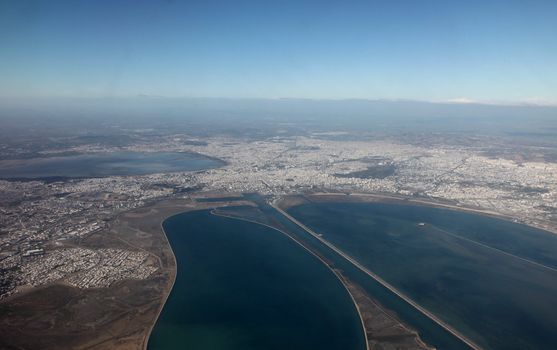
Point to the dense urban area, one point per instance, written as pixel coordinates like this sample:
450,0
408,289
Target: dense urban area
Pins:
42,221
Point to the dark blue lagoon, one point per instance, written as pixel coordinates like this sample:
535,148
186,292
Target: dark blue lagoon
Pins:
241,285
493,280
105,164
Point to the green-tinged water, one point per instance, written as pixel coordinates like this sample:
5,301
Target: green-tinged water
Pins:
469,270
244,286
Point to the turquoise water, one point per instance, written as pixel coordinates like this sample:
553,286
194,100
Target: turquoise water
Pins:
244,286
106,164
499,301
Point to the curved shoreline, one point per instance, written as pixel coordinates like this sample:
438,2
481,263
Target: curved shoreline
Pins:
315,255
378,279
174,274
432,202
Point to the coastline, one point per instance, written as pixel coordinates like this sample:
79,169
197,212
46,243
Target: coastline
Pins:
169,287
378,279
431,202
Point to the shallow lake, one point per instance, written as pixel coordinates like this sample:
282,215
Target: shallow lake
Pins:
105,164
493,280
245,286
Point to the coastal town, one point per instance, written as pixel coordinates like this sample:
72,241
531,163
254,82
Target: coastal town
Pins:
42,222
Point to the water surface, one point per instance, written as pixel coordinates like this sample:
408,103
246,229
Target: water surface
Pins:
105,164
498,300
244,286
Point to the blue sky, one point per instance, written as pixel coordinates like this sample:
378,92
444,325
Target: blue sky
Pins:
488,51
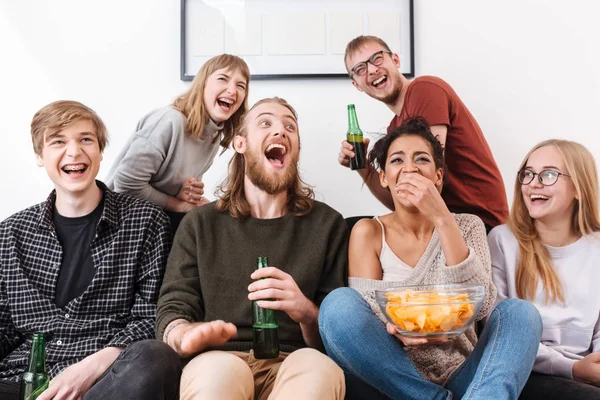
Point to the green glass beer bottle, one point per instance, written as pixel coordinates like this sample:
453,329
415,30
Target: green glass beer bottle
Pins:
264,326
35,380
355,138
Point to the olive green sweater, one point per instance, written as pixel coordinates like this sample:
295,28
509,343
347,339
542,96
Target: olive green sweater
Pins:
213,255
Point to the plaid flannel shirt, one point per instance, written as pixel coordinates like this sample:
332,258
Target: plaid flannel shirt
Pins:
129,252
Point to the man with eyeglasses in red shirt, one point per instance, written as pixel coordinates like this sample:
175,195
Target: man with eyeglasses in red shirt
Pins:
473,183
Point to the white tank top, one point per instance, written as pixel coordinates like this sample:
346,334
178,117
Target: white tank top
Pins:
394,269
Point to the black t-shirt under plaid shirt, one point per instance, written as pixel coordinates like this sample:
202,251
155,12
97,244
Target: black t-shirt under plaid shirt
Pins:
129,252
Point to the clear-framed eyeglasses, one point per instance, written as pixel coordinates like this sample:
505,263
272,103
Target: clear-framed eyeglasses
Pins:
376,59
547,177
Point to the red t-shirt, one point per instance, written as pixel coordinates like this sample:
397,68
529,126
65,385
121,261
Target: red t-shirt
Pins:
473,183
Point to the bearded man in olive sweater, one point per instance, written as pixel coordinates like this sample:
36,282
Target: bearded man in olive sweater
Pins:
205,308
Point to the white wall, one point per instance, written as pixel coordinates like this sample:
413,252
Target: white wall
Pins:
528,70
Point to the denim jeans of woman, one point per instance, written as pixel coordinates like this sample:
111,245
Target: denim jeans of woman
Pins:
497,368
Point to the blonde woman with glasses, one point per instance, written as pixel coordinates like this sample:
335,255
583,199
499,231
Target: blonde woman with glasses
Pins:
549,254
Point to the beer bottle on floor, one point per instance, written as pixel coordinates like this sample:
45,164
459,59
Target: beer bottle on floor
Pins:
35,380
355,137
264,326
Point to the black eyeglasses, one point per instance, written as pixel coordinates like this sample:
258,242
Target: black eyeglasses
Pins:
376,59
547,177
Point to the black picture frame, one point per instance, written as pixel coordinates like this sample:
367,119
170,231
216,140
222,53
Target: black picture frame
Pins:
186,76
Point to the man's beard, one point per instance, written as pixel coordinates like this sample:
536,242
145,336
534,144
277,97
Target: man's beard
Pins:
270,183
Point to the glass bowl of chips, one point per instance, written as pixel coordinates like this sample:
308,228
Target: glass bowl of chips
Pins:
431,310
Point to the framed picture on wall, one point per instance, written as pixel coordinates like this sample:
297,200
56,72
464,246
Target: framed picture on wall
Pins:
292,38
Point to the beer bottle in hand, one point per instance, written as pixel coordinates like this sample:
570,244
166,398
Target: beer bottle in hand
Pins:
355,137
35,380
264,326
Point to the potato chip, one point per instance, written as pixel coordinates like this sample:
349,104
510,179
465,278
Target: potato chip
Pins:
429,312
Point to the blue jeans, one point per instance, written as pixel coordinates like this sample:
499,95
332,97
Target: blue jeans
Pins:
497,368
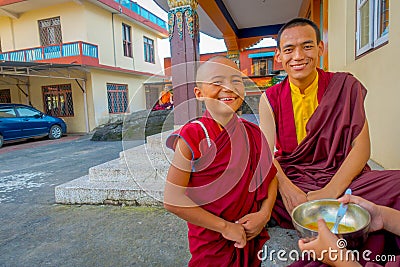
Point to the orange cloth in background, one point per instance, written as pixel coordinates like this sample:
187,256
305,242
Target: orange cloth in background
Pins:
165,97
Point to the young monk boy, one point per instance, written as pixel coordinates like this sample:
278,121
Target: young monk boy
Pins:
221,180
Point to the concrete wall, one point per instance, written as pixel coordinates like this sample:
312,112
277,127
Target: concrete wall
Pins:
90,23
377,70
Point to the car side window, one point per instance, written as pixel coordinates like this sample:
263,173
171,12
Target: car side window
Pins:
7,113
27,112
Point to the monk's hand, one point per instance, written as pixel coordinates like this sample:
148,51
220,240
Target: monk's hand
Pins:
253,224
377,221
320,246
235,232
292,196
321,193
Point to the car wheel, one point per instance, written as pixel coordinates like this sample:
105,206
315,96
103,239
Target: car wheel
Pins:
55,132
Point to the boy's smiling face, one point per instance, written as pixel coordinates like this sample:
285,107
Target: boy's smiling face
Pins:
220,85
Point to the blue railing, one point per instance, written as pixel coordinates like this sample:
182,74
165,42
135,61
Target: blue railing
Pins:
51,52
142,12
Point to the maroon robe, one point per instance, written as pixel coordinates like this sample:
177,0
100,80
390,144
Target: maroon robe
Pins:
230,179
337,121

————————

> _How to complete this task_
From the opening line of the entries above to the line containing "Point to the olive", please transcribe each line exactly, skipping every picture.

> _Exercise response_
Point to the dense urban area, one point per instance, written as pixel coordinates like this sample:
450,0
408,289
Target: dense urban area
Pins:
42,221
Point to the dark blue lagoon, one point per instance, written as pixel coordinates like this sample:
535,148
186,292
Target: dark blue lagoon
Pins:
241,285
493,280
105,164
Point to the green-tinged water, one point per instance, written as pixel coordinates like this sample:
5,301
Target: green-tinged water
Pins:
469,270
244,286
Point to the turquoise water, one point per instance, written as pixel coordinates like this sample:
553,286
194,100
Target: turquoise water
Pins:
244,286
106,164
499,301
Point to the curved shoreline, one point per instance, written as pixel coordinates like this sample:
438,2
481,263
Target: curved shoreline
Pins:
315,255
378,279
174,274
432,202
Point to the coastline, one point per instance, written as pixel coordinates like this sample:
79,169
197,212
46,243
Target: coastline
Pins:
169,287
378,279
431,202
Point to the shallow lake, one point per instance, written as pixel coordinates like this sample:
282,215
Target: shallow lake
Pins:
105,164
493,280
245,286
Point to the coastal town, one point per instance, written as pixel coordinates like this sample:
72,241
531,163
254,82
Target: coastal town
Pins:
42,222
Point to the water surface, one point per instance, written as pixel coordinates like this sample:
408,103
246,229
Target: water surface
Pins:
105,164
498,300
244,286
Point to the blue sky, one point per instance, written as pixel coordinates like this sample:
378,92
444,325
Target: blue sky
Pins:
488,51
Point to the green glass beer bottle, one point per instance, written as pixel coordinates like this sample:
453,329
415,30
Target: green glass beer bottle
Pins:
264,326
35,380
355,138
Point to the olive green sweater, one point per instance, written as pixel coordinates like this sample:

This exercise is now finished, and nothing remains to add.